WHAT IS BEING ASKED:
Copy all of the rows below, changing every "innermost point" to "most central point" and keeping everything else the same. Leave the pictures out of your copy.

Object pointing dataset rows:
>> Begin

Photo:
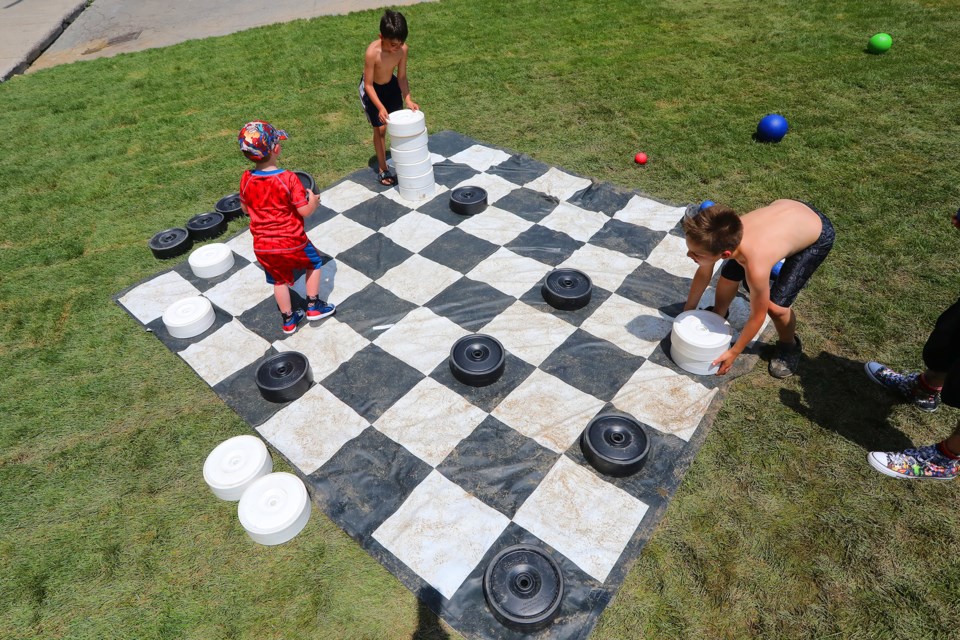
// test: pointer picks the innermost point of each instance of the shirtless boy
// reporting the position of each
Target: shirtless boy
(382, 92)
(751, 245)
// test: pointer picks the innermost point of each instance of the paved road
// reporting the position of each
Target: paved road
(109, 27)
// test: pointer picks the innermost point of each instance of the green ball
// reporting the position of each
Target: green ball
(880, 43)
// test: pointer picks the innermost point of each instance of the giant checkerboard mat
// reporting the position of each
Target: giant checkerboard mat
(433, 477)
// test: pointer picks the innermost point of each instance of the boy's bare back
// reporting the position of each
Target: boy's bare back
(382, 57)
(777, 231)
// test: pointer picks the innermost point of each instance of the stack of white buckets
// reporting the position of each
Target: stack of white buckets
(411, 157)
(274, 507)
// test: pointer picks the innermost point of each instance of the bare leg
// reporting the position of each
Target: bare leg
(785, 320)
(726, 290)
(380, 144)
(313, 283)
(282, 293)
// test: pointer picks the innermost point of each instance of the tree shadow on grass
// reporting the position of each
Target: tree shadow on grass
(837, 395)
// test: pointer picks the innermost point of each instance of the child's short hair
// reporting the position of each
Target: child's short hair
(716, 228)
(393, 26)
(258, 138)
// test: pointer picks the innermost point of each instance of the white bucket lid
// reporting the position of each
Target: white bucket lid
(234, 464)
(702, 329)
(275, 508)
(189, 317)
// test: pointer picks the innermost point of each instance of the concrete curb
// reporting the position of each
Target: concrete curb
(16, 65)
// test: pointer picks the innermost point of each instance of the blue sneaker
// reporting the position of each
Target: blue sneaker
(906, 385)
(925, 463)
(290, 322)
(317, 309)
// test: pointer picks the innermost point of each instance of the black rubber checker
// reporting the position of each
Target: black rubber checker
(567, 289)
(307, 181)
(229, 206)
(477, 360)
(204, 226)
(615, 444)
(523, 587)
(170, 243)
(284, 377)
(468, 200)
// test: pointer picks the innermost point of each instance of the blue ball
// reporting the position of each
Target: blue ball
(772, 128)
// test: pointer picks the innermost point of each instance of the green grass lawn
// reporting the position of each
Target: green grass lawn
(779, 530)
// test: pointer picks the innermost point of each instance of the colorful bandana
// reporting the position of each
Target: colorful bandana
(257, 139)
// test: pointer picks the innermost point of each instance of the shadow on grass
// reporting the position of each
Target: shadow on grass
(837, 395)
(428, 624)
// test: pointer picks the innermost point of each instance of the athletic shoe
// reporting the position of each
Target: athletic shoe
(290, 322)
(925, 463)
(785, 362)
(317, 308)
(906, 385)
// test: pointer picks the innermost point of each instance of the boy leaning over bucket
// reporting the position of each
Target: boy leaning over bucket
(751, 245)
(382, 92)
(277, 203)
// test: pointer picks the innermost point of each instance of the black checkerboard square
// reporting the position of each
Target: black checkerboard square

>> End

ANSWER:
Photo:
// test: pointer picks the most central point of each instance of the shirtless boy
// reporting the position of each
Target: shirtless boy
(382, 92)
(751, 245)
// test: pointer picks the most central point of each instance of the paved road
// reporting the position of each
Target: paved road
(109, 27)
// test: pointer picks the most central point of each instance of the green ball
// reporting the position of each
Target: green ball
(880, 43)
// test: pointer picks the most central point of each instance of the giant checkerboard mat
// reporting the position of each
Target: giant checkerboard mat
(433, 477)
// test: pointer picks the most central point of each instance of the boy's bare back
// reporting the position of each
Target: boy's bare back
(382, 57)
(777, 231)
// test: pointer picks the most central point of each instance of the stack of white buckets
// reporting the position of each
Target: stack of white buckets
(411, 157)
(274, 507)
// test: pointer picks the most central point of each instance of the bare leg
// reporting the position of each
Target: bare leg
(785, 320)
(726, 290)
(380, 144)
(313, 283)
(282, 293)
// test: pointer picks the most central point of each instance of the tree shadow on grass
// reporting the position of each
Target: tree shadow on grass
(837, 395)
// test: pointer picks the most central point of each instance of the child's short hair
// reporting the position of each
Target: child's short hair
(716, 228)
(393, 26)
(258, 138)
// test: pointer picks the most central point of each instance of the white bucket lid
// reporting the position of each
Target: white bucket lid
(234, 464)
(702, 329)
(275, 508)
(189, 317)
// test: pointer picks the most central point of each instance of the concrete curb
// reporting the position of each
Target: concrete curb
(16, 65)
// test: pointer picks the most central point of each instance of the blue sneaker
// reporting the position of each
Target: blue sneaker
(906, 385)
(925, 463)
(290, 322)
(317, 309)
// test: pointer picks the most central point of each instance of the black rubber checker
// reporting the position of each
Target: black rubber checker
(567, 289)
(307, 181)
(229, 206)
(477, 360)
(204, 226)
(615, 444)
(523, 587)
(170, 243)
(284, 377)
(468, 200)
// test: pointer picks the most central point of each instance of the blue ball
// reporting the position of each
Target: blue ball
(772, 128)
// test: pointer picks the most central point of each instance of the green grass lawn
// reporting the position of each
Target: green grass lawn
(779, 530)
// test: pointer picks the most central point of each instance of the colorful bandana
// reporting the position of each
Target: colorful bandana
(257, 139)
// test: pointer picks the most central point of each instance of the shadow on grass
// reporting the position of each
Target: shadow on grass
(837, 395)
(428, 624)
// test: pointer picks the most central point of each instance of the athletic shoe
// reporting the position of each
Target: athletic shoe
(290, 322)
(925, 463)
(785, 362)
(317, 308)
(906, 385)
// test: pointer picks the most central point of each instance of the boy leaning over bucket
// reporting the position of each
Target: boy leaning over bucket
(751, 245)
(382, 92)
(277, 203)
// test: pointer picks the most central point of each instance of the black checkerboard square
// reporting the position of each
Target: black checkerboard square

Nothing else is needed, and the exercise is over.